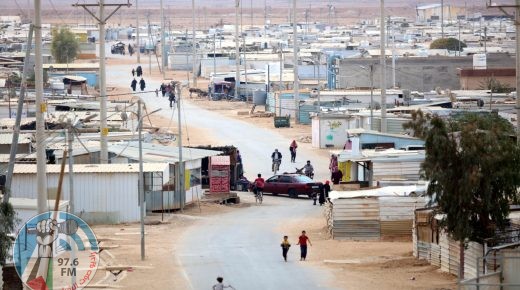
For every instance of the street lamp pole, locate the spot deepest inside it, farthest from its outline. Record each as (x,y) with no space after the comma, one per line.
(371,97)
(141,176)
(383,69)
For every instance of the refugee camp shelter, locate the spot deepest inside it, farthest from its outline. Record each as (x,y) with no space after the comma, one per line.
(103,193)
(375,213)
(375,166)
(502,253)
(169,197)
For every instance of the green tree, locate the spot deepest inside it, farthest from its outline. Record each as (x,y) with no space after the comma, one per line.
(447,43)
(64,46)
(8,221)
(473,166)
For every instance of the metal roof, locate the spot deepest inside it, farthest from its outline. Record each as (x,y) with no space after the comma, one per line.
(7,138)
(159,153)
(93,168)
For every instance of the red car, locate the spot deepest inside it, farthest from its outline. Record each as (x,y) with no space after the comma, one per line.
(292,184)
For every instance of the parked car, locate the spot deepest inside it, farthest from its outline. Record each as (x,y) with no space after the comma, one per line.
(118,48)
(292,185)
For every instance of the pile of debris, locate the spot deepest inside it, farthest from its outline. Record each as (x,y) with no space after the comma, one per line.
(305,139)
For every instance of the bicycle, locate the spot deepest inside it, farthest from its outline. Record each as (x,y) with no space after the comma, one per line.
(259,197)
(276,165)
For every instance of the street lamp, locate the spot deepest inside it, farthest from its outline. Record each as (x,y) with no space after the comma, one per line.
(371,73)
(141,174)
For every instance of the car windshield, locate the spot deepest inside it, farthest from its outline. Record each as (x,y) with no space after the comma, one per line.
(303,179)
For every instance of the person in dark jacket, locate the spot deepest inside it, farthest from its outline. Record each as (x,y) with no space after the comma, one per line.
(326,190)
(337,176)
(142,84)
(133,84)
(321,198)
(163,89)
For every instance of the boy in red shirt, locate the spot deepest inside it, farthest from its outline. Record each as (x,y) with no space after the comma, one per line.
(259,184)
(302,241)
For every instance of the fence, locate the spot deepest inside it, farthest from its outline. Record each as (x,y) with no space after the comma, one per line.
(505,276)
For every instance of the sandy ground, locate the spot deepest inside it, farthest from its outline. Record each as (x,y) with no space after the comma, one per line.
(160,269)
(366,265)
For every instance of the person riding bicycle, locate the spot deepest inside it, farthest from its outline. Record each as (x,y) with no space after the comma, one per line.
(308,169)
(277,159)
(258,184)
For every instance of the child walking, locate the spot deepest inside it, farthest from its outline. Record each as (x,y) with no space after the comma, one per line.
(285,247)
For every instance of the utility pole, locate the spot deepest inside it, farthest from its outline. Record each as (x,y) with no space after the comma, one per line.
(41,108)
(295,66)
(371,97)
(193,43)
(442,18)
(137,43)
(237,51)
(70,138)
(18,119)
(182,191)
(102,70)
(141,176)
(383,69)
(149,39)
(163,43)
(517,58)
(214,54)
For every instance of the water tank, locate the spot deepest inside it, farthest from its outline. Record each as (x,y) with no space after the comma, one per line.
(259,97)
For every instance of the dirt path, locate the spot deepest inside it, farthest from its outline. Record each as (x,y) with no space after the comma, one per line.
(367,264)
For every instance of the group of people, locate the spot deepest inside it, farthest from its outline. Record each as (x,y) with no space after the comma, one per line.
(323,194)
(303,240)
(168,91)
(142,83)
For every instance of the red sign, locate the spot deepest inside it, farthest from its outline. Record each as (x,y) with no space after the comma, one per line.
(219,174)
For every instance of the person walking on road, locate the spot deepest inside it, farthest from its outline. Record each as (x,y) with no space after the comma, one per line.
(220,284)
(326,190)
(302,241)
(171,97)
(277,160)
(163,89)
(133,85)
(292,148)
(321,198)
(142,84)
(285,247)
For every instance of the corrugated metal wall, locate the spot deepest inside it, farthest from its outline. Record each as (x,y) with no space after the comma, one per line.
(408,170)
(371,218)
(270,103)
(98,198)
(395,126)
(444,243)
(305,116)
(397,214)
(356,219)
(472,254)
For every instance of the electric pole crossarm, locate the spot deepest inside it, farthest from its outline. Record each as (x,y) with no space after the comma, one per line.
(118,6)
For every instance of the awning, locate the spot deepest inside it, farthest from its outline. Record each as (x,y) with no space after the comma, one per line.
(74,78)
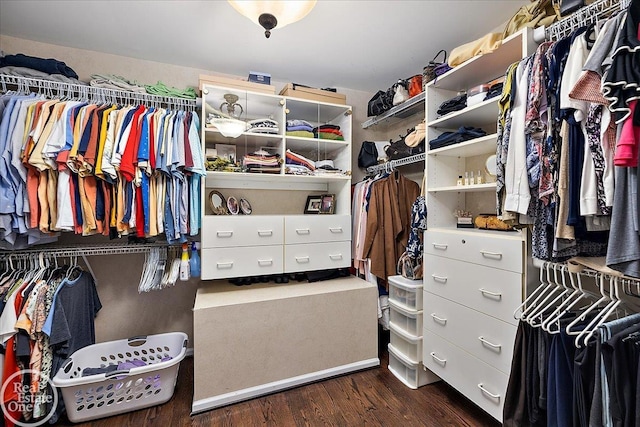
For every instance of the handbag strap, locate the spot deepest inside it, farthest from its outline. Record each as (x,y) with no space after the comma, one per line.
(437,54)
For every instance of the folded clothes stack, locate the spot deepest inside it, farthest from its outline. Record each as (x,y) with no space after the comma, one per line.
(328,132)
(13,70)
(263,126)
(454,104)
(297,163)
(49,66)
(110,81)
(164,90)
(464,133)
(261,162)
(299,128)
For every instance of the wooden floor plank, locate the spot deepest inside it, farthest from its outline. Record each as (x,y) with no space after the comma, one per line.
(373,397)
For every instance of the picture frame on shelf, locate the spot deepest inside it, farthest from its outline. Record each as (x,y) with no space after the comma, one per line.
(226,151)
(328,204)
(313,205)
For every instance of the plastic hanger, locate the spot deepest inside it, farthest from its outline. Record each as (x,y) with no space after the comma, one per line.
(536,318)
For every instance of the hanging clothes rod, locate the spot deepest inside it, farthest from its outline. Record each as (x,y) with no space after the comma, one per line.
(587,15)
(88,250)
(392,164)
(91,93)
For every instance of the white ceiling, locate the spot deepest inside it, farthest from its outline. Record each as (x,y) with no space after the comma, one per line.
(362,45)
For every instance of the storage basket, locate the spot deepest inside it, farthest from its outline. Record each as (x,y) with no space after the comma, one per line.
(102,395)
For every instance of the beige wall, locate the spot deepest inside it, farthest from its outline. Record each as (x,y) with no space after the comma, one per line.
(125,312)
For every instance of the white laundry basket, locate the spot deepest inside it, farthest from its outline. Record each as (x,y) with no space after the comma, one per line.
(102,395)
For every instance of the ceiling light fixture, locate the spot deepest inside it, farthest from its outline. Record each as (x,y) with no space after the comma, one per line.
(269,14)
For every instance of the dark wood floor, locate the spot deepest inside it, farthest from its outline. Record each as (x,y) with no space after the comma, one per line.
(373,397)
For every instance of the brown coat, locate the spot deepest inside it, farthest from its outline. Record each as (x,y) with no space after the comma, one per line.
(388,222)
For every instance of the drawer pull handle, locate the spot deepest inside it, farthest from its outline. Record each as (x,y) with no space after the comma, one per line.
(488,393)
(490,344)
(493,294)
(439,319)
(488,254)
(222,265)
(437,359)
(440,279)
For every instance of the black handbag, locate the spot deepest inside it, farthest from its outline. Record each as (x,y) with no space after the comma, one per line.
(567,7)
(429,72)
(368,155)
(379,103)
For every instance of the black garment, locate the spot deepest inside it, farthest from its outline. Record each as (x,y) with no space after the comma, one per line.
(50,66)
(454,104)
(583,383)
(464,133)
(514,411)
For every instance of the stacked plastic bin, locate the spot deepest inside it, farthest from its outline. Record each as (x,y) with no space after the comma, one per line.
(405,324)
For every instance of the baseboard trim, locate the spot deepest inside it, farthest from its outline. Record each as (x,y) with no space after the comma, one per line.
(209,403)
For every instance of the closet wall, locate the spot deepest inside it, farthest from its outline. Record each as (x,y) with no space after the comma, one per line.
(126,313)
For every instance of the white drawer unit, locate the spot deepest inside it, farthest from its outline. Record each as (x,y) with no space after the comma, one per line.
(228,231)
(483,384)
(406,292)
(317,228)
(411,374)
(489,290)
(490,250)
(409,346)
(489,339)
(409,321)
(317,256)
(241,261)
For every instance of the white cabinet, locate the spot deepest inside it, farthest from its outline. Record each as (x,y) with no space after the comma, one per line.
(276,237)
(473,279)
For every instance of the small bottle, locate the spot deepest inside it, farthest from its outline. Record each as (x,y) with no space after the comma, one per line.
(184,263)
(194,261)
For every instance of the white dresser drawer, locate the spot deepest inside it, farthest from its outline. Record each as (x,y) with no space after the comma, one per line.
(493,250)
(489,339)
(228,231)
(317,256)
(221,263)
(489,290)
(317,228)
(484,385)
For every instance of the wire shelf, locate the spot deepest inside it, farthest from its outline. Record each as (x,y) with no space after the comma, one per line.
(92,93)
(585,16)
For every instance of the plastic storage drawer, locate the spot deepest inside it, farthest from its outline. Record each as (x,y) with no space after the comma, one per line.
(409,345)
(96,396)
(406,292)
(410,321)
(411,374)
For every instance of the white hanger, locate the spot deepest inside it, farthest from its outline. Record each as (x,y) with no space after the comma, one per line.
(544,307)
(592,307)
(534,294)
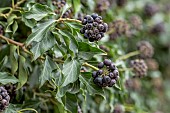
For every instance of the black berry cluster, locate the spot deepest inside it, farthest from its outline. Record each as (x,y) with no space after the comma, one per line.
(120,28)
(139,67)
(102,5)
(4,99)
(104,48)
(158,29)
(68,14)
(146,49)
(136,21)
(79,109)
(11,89)
(118,109)
(107,75)
(133,84)
(150,9)
(1,30)
(94,27)
(59,4)
(152,64)
(80,16)
(121,3)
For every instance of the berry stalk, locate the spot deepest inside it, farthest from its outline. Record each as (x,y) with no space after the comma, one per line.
(89,65)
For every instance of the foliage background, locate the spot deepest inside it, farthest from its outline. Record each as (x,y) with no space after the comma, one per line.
(51,86)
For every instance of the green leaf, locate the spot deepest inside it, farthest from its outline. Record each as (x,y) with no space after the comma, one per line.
(6,78)
(39,32)
(11,27)
(13,59)
(87,81)
(12,108)
(77,5)
(38,12)
(29,22)
(87,51)
(71,103)
(46,73)
(23,75)
(72,88)
(14,27)
(70,41)
(71,71)
(45,44)
(65,8)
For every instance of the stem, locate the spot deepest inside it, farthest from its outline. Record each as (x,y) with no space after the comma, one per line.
(124,57)
(124,69)
(110,31)
(89,65)
(27,109)
(68,19)
(12,41)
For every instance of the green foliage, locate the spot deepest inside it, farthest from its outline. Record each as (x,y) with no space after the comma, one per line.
(51,63)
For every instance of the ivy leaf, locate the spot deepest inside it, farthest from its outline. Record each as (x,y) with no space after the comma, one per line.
(13,59)
(92,88)
(12,108)
(76,5)
(39,48)
(71,103)
(46,73)
(39,32)
(12,24)
(6,78)
(71,43)
(87,51)
(38,12)
(23,75)
(71,71)
(72,88)
(65,8)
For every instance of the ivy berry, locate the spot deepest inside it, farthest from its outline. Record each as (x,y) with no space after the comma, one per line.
(4,99)
(107,75)
(93,27)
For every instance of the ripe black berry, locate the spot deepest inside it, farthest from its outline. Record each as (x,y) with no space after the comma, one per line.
(4,99)
(106,79)
(100,72)
(146,49)
(94,27)
(107,75)
(1,30)
(107,62)
(84,22)
(94,74)
(112,82)
(98,81)
(139,67)
(121,3)
(150,9)
(94,15)
(112,66)
(101,65)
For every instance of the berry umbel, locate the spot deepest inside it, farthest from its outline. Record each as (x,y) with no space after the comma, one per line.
(139,67)
(4,99)
(107,75)
(120,28)
(146,49)
(93,27)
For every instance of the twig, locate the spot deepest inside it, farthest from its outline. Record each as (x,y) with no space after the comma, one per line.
(27,109)
(124,57)
(12,41)
(68,19)
(89,65)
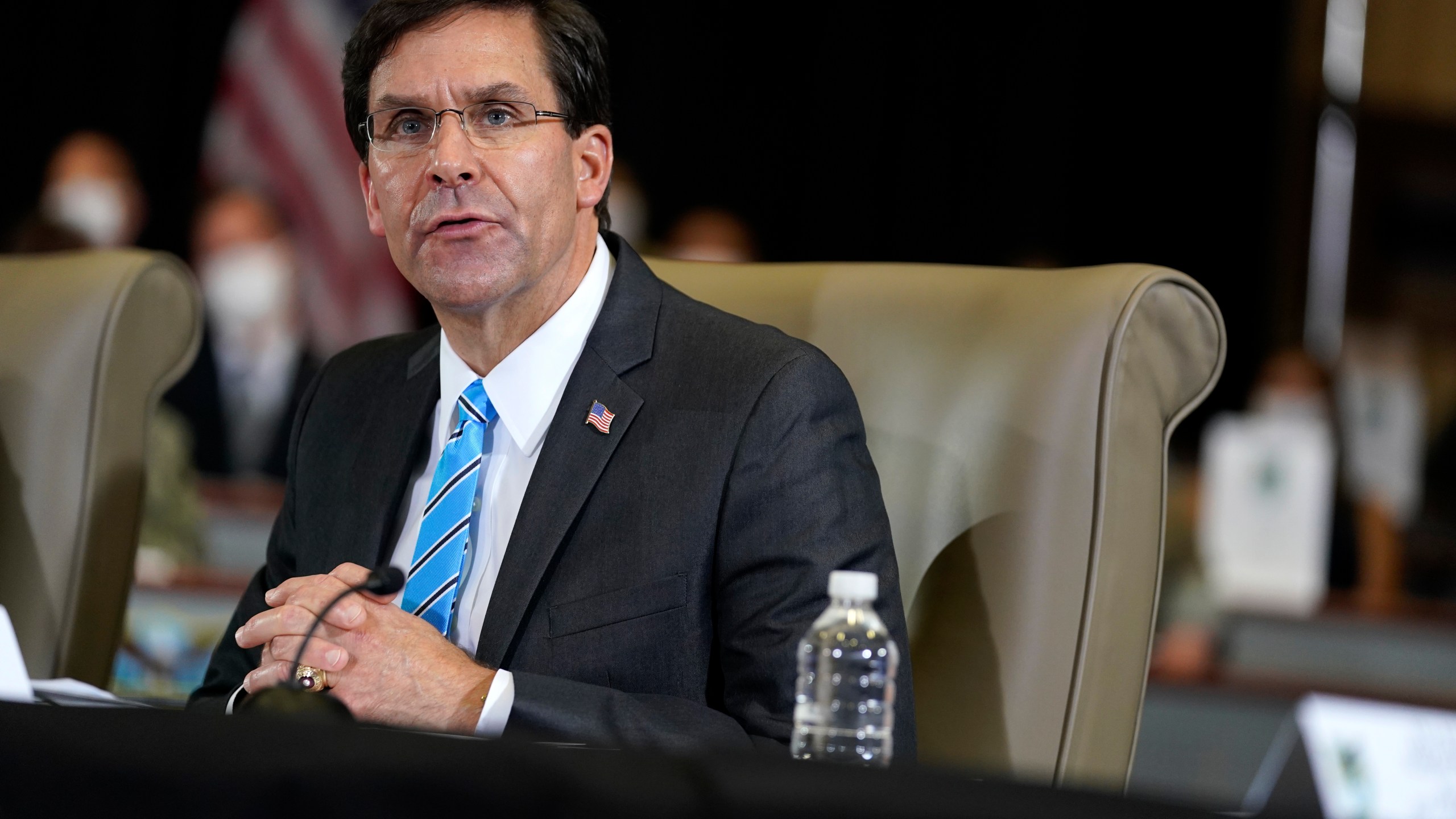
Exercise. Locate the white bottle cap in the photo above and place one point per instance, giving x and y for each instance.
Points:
(854, 585)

----

Copy out word for word the lines of the data starting at the line that contains "Exercise. Locate the" and ending at the last line of the data, with both ends included.

## Final result
Exercise. Locate the white bottle cap in the photo above and place one point per instance, giving x and y for each instance.
Points:
(854, 585)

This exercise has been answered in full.